» WORK INSTRUCTION
The entries are to be duplicated exactly, though any picture in them must be omitted.

» PROVIDED DATA
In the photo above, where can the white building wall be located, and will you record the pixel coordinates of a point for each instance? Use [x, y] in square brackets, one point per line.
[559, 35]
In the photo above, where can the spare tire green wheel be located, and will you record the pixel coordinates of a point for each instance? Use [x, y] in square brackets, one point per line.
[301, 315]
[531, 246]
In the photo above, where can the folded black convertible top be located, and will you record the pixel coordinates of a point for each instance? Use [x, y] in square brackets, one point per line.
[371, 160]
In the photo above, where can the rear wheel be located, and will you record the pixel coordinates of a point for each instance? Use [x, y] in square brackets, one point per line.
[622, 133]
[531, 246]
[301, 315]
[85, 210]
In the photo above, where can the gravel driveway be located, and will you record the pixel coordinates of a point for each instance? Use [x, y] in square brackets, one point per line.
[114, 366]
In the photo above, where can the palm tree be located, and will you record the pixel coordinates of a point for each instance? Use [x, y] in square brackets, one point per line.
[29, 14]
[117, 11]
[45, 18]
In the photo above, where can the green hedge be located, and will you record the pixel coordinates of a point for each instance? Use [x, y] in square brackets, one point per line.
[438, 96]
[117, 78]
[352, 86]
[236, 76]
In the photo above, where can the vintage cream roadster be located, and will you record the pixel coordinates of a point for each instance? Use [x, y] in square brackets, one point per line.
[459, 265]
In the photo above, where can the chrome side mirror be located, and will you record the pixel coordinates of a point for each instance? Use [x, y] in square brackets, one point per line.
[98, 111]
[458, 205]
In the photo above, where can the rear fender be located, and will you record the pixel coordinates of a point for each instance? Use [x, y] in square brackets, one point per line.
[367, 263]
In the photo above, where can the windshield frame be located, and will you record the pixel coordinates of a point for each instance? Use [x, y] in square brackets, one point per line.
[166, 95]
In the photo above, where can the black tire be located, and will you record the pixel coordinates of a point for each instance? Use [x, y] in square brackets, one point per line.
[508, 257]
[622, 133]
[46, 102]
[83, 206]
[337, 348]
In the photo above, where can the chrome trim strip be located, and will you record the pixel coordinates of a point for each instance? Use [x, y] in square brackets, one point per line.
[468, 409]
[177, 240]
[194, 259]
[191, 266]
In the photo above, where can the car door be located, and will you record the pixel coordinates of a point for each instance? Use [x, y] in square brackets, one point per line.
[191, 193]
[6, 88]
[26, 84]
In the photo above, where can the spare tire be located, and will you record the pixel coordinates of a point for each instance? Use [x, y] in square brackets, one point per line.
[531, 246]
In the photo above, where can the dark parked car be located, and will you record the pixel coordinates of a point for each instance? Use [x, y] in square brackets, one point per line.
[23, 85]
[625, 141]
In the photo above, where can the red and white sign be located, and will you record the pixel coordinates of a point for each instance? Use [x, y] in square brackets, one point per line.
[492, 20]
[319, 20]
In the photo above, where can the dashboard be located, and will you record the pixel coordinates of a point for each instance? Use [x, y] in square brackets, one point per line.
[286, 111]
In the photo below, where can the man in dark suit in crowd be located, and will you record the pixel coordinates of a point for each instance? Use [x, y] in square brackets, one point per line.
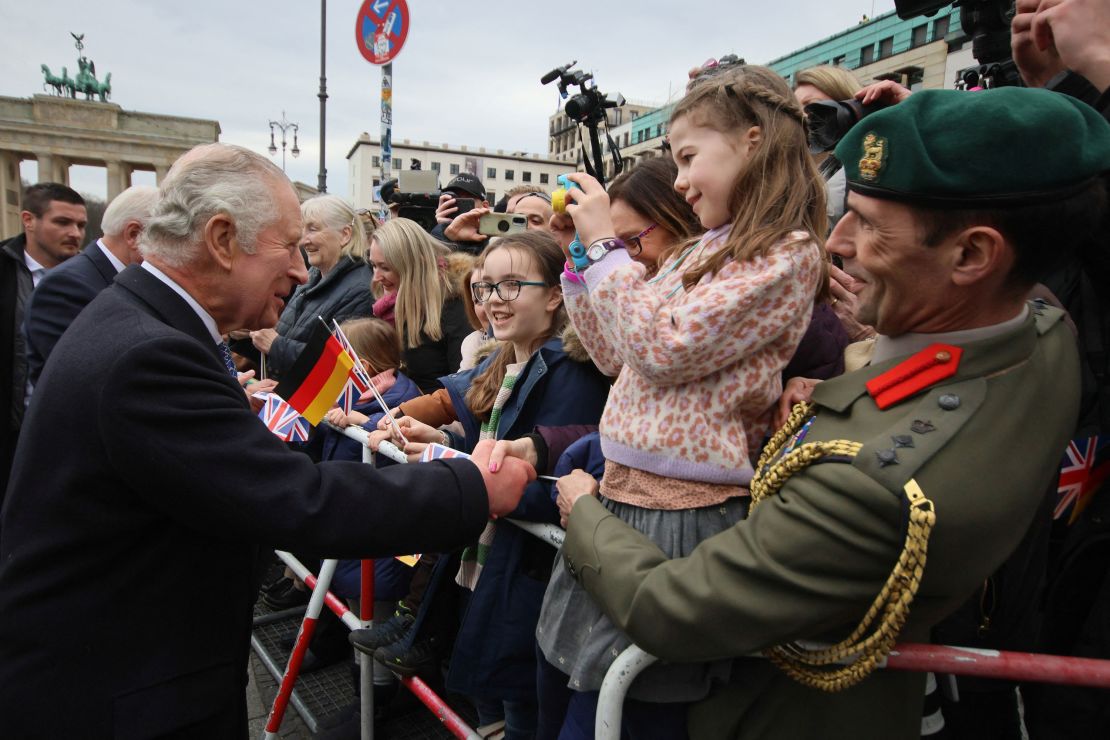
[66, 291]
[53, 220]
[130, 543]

» WRITTEN SOLUTION
In the photo above, where can the white building wall be located, and will you record the pixel coordinates of a point for each instance? Use [x, y] in square brackets, one point per line.
[559, 35]
In the photo above, where can the spare tire green wheel be located, and will you record the pixel coordinates of a point for each instance? Use [x, y] in square brackets, one point per line.
[301, 315]
[531, 246]
In the photo above, where can the folded black convertible top be located, and will you record the pixel coordinates of a point for each instance? Use [x, y] in square brackets, one point per line.
[371, 160]
In the photo above, where can the rear wheel be located, and will you record the pixel coordinates of a point for each instance? Use [x, y] in square brackets, one point per line.
[622, 133]
[531, 246]
[301, 315]
[85, 210]
In the photo above, where can the gravel driveway be located, and will you record the pixel coordinates of a point for each instance? Use [x, y] in square brackets, one point per line.
[114, 366]
In the photo above, where can the palm tree be located, and will you record the pixel coordinates of a point for each instance? Use [x, y] in square brackets, one point per line.
[29, 14]
[117, 11]
[45, 18]
In the photo above, where can the green hedge be located, and will you record the pixel coordinates of a point for each instance? Use [x, y] in square brackets, one point per line.
[438, 96]
[117, 78]
[352, 86]
[236, 76]
In the photo above, where can the vintage cream roadster be located, and will you record the pixel coordinates of a point for each instance? Use [x, y] in square brackets, one point per line.
[459, 265]
In the photo above, where can the chrome side mirror be located, and will you record the pixel coordinates of a point for each instance? Use [x, y] in square brackets, one point per line.
[98, 111]
[458, 205]
In the photo above, where can the rear fender be located, and will you record the pixel coordinates of a point for each instance? Use [x, y] in square brackets, one point per line.
[367, 263]
In the photo above, where can the windshield frame be located, and will you record the pixel coordinates of a point for each instance? Use [x, y] in square brackets, one point per line.
[166, 95]
In the photo above, where can the black tire be located, and will you record the pixel coordinates of a point for each instance? Use [x, y] in square brackets, one point per line.
[508, 257]
[622, 133]
[46, 102]
[83, 206]
[337, 348]
In the photo above, where can the chrome trim strip be located, and will you record the pixel coordinates of a point for each instance? Use [x, y] in square brackets, one point per line.
[468, 409]
[177, 240]
[194, 259]
[191, 266]
In the photo above, where can the car door be located, and will you record the pixel coordinates of a point for each instance? Use [x, y] in square brackets, one point per line.
[191, 193]
[6, 88]
[26, 84]
In the photo above, where can the spare tire be located, and will you record the pixel coordinates of a point for each instance? Use [x, y] in square brackets, one point per line.
[531, 246]
In the photo above, where can the dark parked car be located, and will you record the pixel coordinates of a point for each instance? Use [x, y] in square brackets, one point per line.
[23, 85]
[625, 141]
In the photo above, where can the red and white sign be located, and will you record the pixel coordinates of a point for each instance? Use [x, y] in square brackets, one point per line.
[492, 20]
[319, 20]
In the photo above, where can the dashboard be located, and will you record the pixel coordinates of a point for each instance? Use [x, y] in square brackets, one point per line.
[286, 111]
In the photo below, where can the man in dark suit in crowd be located, and will you record the pixel coordinates of a point for each instance? Use [x, y] in square brackets, one point per line.
[66, 291]
[53, 220]
[130, 543]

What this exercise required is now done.